What is needed: Each record, exactly as written, should be printed again.

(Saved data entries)

+===+

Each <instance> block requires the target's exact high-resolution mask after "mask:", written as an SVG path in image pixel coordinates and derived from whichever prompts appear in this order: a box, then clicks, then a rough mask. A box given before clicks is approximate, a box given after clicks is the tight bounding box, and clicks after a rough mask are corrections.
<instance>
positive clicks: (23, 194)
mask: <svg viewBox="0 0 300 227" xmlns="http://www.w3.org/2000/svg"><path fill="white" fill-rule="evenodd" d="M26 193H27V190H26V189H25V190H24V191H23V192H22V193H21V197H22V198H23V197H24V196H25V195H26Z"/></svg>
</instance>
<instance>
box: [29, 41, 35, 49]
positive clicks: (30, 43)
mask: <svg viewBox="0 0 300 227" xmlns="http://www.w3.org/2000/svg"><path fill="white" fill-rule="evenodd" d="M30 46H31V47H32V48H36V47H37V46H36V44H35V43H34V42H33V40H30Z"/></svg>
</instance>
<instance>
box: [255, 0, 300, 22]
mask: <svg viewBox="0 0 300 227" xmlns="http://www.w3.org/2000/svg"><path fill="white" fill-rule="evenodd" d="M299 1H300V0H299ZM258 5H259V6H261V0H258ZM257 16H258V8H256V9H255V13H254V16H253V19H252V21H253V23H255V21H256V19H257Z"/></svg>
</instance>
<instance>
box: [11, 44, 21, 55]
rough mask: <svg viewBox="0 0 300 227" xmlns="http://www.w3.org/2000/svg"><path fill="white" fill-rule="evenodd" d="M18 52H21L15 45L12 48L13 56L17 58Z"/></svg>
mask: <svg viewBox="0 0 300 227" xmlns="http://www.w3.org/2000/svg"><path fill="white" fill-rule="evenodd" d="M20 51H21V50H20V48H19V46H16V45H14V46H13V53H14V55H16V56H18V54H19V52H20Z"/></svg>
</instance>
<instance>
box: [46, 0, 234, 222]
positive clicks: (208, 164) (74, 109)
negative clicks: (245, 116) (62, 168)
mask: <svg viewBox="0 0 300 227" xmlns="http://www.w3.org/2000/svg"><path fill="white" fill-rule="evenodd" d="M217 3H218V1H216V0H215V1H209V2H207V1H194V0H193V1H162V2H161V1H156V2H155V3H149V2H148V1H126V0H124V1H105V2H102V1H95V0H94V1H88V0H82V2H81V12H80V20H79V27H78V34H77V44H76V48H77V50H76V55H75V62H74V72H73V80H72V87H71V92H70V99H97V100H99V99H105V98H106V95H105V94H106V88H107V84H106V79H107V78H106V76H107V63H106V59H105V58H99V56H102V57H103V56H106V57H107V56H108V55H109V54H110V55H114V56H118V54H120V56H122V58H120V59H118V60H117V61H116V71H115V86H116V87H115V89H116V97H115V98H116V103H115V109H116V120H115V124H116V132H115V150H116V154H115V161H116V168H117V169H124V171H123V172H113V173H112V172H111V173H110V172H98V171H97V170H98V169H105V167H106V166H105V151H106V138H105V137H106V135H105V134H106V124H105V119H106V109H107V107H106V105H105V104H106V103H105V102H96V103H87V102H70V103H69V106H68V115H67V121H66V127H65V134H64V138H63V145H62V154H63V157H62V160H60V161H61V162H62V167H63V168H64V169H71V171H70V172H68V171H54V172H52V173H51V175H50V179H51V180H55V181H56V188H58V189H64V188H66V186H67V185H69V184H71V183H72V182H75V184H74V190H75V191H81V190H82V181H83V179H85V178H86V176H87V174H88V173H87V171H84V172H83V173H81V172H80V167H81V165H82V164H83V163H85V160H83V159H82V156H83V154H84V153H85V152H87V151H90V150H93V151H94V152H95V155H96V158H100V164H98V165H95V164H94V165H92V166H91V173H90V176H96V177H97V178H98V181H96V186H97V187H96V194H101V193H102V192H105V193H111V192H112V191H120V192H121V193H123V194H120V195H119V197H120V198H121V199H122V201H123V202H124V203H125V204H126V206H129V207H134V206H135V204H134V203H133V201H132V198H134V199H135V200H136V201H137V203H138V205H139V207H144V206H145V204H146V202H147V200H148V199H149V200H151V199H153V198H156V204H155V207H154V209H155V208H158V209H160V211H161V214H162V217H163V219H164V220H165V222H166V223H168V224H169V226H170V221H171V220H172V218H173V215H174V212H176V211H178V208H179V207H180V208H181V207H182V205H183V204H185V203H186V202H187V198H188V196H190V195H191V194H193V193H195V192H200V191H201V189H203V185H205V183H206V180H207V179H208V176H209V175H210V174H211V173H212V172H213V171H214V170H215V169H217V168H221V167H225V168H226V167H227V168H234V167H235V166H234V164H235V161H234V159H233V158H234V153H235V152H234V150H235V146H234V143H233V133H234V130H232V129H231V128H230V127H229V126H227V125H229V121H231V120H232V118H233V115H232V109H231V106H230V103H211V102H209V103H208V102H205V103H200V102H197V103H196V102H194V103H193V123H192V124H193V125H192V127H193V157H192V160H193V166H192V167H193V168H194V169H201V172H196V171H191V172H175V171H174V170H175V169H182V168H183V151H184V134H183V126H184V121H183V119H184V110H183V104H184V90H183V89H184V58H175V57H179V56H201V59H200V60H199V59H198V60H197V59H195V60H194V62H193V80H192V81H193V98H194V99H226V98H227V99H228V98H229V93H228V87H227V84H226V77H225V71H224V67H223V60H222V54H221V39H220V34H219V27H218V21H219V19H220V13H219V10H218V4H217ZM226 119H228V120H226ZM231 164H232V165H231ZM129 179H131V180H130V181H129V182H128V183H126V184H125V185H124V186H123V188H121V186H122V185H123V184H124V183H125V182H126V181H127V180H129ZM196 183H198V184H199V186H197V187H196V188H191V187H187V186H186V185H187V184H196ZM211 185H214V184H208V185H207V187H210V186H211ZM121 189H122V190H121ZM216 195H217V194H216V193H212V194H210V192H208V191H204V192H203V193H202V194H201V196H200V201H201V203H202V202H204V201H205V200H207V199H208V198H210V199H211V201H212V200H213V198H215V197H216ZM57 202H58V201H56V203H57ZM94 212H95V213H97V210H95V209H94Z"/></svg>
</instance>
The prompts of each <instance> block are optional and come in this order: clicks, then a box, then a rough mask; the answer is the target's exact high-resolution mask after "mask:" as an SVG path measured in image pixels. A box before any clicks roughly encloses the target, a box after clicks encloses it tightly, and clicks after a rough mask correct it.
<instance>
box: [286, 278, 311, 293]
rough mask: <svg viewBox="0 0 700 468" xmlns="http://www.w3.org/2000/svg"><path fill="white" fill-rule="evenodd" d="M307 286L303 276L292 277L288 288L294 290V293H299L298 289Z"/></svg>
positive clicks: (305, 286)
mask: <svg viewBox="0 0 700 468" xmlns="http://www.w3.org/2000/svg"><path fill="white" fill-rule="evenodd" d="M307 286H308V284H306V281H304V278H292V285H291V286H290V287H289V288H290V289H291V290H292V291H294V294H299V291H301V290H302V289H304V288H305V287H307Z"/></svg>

+===+

Response:
Each <instance> block requires the target's exact high-resolution mask after "mask:", written as an SVG path in image pixel coordinates and derived from whichever prompts appear in this order: a box, then clicks, then a rough mask. A box given before clicks is approximate, a box given after clicks is the tight bounding box, and clicks after a rough mask are corrections.
<instance>
positive clicks: (23, 194)
mask: <svg viewBox="0 0 300 227" xmlns="http://www.w3.org/2000/svg"><path fill="white" fill-rule="evenodd" d="M26 193H27V190H26V189H25V190H24V191H23V192H22V193H21V197H22V198H23V197H24V196H25V195H26Z"/></svg>
</instance>
<instance>
box: [29, 41, 35, 49]
positive clicks: (30, 43)
mask: <svg viewBox="0 0 300 227" xmlns="http://www.w3.org/2000/svg"><path fill="white" fill-rule="evenodd" d="M30 46H31V47H32V48H36V47H37V46H36V44H35V43H34V42H33V40H30Z"/></svg>
</instance>
<instance>
box: [255, 0, 300, 22]
mask: <svg viewBox="0 0 300 227" xmlns="http://www.w3.org/2000/svg"><path fill="white" fill-rule="evenodd" d="M299 1H300V0H299ZM258 5H259V6H261V0H258ZM257 16H258V8H256V9H255V13H254V16H253V19H252V21H253V23H255V21H256V19H257Z"/></svg>
</instance>
<instance>
box: [11, 44, 21, 55]
rough mask: <svg viewBox="0 0 300 227" xmlns="http://www.w3.org/2000/svg"><path fill="white" fill-rule="evenodd" d="M18 52H21L15 45L12 48L13 56L17 58Z"/></svg>
mask: <svg viewBox="0 0 300 227" xmlns="http://www.w3.org/2000/svg"><path fill="white" fill-rule="evenodd" d="M20 51H21V50H20V48H19V46H16V45H14V46H13V53H14V55H16V56H18V54H19V52H20Z"/></svg>
</instance>
<instance>
box: [46, 0, 234, 222]
positive clicks: (208, 164) (74, 109)
negative clicks: (245, 116) (62, 168)
mask: <svg viewBox="0 0 300 227" xmlns="http://www.w3.org/2000/svg"><path fill="white" fill-rule="evenodd" d="M217 3H218V1H216V0H215V1H209V2H207V1H194V0H193V1H162V2H161V1H156V2H155V3H149V2H148V1H126V0H124V1H105V2H102V1H95V0H94V1H88V0H82V2H81V12H80V20H79V27H78V34H77V44H76V48H77V50H76V55H75V62H74V72H73V80H72V87H71V92H70V99H97V100H99V99H105V98H106V95H105V94H106V88H107V84H106V79H107V78H106V76H107V63H106V59H105V58H99V56H102V57H103V56H106V57H107V56H108V55H109V54H110V55H114V56H118V54H120V56H122V58H120V59H118V60H117V61H116V71H115V86H116V87H115V89H116V97H115V98H116V103H115V109H116V120H115V124H116V132H115V150H116V154H115V161H116V168H117V169H124V171H123V172H113V173H112V172H111V173H110V172H98V171H97V170H98V169H105V167H106V166H105V151H106V138H105V137H106V135H105V134H106V124H105V119H106V109H107V107H106V105H105V104H106V103H105V102H96V103H87V102H70V103H69V106H68V115H67V121H66V127H65V134H64V138H63V145H62V154H63V157H62V160H60V161H61V162H62V167H63V168H64V169H71V171H70V172H68V171H54V172H52V173H51V175H50V179H51V180H55V181H56V188H58V189H64V188H66V186H67V185H69V184H71V183H72V182H75V184H74V190H75V191H81V190H82V181H83V179H85V178H86V176H87V174H88V173H87V171H84V172H83V173H81V172H80V167H81V165H82V164H83V163H85V160H83V159H82V156H83V154H84V153H85V152H87V151H90V150H93V151H94V152H95V155H96V158H100V164H98V165H95V164H94V165H92V166H91V173H90V176H96V177H97V178H98V181H96V186H97V187H96V194H101V193H102V192H105V193H111V192H112V191H120V192H121V193H123V194H120V195H119V197H120V198H121V199H122V201H123V202H124V203H125V204H126V206H129V207H134V206H135V204H134V203H133V201H132V198H134V199H135V200H136V201H137V203H138V205H139V207H144V206H145V204H146V202H147V200H148V199H149V200H151V199H153V198H156V204H155V207H154V209H155V208H158V209H160V211H161V214H162V217H163V219H164V220H165V222H166V223H168V224H169V226H170V221H171V220H172V218H173V215H174V212H176V211H178V208H179V207H180V208H181V207H182V205H183V204H185V203H186V202H187V198H188V196H190V195H191V194H193V193H195V192H200V191H201V189H203V185H205V183H206V180H207V179H208V176H209V175H210V174H211V173H212V172H213V171H214V170H215V169H217V168H221V167H225V168H226V167H227V168H234V167H235V166H234V164H235V161H234V159H233V158H234V153H235V152H234V150H235V146H234V143H233V133H234V130H232V129H231V128H230V127H229V126H227V125H229V121H231V120H232V118H233V115H232V109H231V106H230V103H211V102H209V103H208V102H205V103H200V102H197V103H196V102H194V103H193V123H192V124H193V125H192V127H193V157H192V160H193V166H192V167H193V168H194V169H201V172H196V171H191V172H175V171H174V170H175V169H182V168H183V151H184V134H183V126H184V121H183V119H184V110H183V104H184V90H183V89H184V58H175V57H179V56H201V59H200V60H199V59H198V60H197V59H195V60H194V62H193V80H192V81H193V98H194V99H226V98H227V99H228V98H229V93H228V87H227V84H226V77H225V71H224V67H223V60H222V54H221V39H220V34H219V27H218V21H219V19H220V13H219V10H218V4H217ZM226 119H228V120H226ZM231 164H232V165H231ZM129 179H131V180H130V181H129V182H128V183H126V184H125V185H124V186H123V188H121V186H122V185H123V184H124V183H125V182H126V181H127V180H129ZM196 183H198V184H199V186H197V187H196V188H191V187H187V186H186V185H187V184H196ZM211 185H214V184H208V185H207V187H210V186H211ZM121 189H122V190H121ZM216 195H217V194H216V193H212V194H210V192H208V191H204V192H203V193H202V194H201V196H200V201H201V203H202V202H204V201H205V200H207V199H208V198H210V199H211V201H212V200H213V198H215V197H216ZM57 202H58V201H56V203H57ZM94 212H95V213H97V210H95V209H94Z"/></svg>
</instance>
The prompts of each <instance> block are optional and come in this order: clicks, then a box, then a rough mask; the answer is the target's exact high-resolution mask after "mask:" as an SVG path measured in image pixels. A box before any clicks roughly encloses the target, a box after clicks encloses it tightly, and clicks after a rough mask correct it.
<instance>
box: [286, 278, 311, 293]
rough mask: <svg viewBox="0 0 700 468" xmlns="http://www.w3.org/2000/svg"><path fill="white" fill-rule="evenodd" d="M307 286L303 276L292 277L288 288L294 290V293H299L298 289Z"/></svg>
positive clicks: (305, 286)
mask: <svg viewBox="0 0 700 468" xmlns="http://www.w3.org/2000/svg"><path fill="white" fill-rule="evenodd" d="M307 286H308V284H306V281H304V278H292V285H291V286H290V287H289V288H290V289H291V290H292V291H294V294H299V291H301V290H302V289H304V288H305V287H307Z"/></svg>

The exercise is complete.